## [Data for this exercise]
........

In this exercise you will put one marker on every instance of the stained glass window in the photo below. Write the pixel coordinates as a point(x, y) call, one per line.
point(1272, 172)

........

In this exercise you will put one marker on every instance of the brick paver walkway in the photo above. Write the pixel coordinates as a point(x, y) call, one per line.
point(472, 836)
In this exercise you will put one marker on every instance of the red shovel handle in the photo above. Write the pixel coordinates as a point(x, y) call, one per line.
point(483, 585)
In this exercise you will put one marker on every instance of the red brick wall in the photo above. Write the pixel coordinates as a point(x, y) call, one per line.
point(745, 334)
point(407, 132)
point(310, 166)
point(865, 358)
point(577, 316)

........

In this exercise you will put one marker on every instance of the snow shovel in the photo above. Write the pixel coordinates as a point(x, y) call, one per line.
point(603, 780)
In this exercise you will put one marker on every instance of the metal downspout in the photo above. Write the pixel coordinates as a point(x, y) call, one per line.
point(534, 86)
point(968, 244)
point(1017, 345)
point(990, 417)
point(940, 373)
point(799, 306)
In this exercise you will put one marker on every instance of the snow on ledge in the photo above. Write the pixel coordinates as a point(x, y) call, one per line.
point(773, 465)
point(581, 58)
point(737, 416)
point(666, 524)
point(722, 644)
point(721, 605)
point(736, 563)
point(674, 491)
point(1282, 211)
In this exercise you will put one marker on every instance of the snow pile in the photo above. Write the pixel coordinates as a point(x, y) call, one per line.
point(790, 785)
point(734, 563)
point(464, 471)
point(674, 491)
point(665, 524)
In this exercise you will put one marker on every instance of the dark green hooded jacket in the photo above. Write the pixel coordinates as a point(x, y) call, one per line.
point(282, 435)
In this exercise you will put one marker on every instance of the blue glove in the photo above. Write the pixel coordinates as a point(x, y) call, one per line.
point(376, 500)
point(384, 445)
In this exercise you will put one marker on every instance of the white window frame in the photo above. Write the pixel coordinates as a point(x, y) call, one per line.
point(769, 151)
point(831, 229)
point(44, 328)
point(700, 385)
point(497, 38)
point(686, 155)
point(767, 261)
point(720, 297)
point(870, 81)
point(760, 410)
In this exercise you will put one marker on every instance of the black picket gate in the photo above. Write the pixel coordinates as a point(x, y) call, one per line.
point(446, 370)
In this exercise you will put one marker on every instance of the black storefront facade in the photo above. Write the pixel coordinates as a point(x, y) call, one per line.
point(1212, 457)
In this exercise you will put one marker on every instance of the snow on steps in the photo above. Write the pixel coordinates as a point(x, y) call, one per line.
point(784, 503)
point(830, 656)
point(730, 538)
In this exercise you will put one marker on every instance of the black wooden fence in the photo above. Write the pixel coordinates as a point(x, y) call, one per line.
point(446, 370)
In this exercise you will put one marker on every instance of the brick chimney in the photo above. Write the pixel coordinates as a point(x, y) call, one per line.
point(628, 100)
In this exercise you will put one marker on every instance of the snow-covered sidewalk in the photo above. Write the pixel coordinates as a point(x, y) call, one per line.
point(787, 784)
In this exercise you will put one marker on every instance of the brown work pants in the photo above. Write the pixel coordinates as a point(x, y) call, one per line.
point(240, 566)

........

## [Task to complete]
Reproduce word for word the stretch of the records from the line containing "the black storefront" through the line containing "point(240, 566)".

## [Task answer]
In this exercise you will put one marker on every instance of the black storefront facade in the photo above. Write the pixel coordinates as a point(x, y) call, one per line.
point(1212, 457)
In this exercise you will put one marker on every instance of the snow on steps in the photo above. Write the pixel coordinates as a point(x, y) call, one per line.
point(784, 503)
point(830, 656)
point(730, 538)
In this exercise you will put one marker on every instance of the black wooden fence in the photo above. Write the pixel coordinates as a point(x, y) call, one per line.
point(446, 370)
In this exercise you will put one marker on every instance of the brick chimney in the photo above. Write the pixel coordinates as a point(x, y) call, one per line.
point(628, 100)
In this exercise you will put one marker on every instance of the snow-covered sidewalk in the photo above. Write the pixel coordinates as a point(x, y) call, one per line.
point(787, 784)
In this exercise you will put one marker on every instance of the brown work pants in the photo above. Write the pixel coordinates as a point(x, y) call, one per line.
point(240, 566)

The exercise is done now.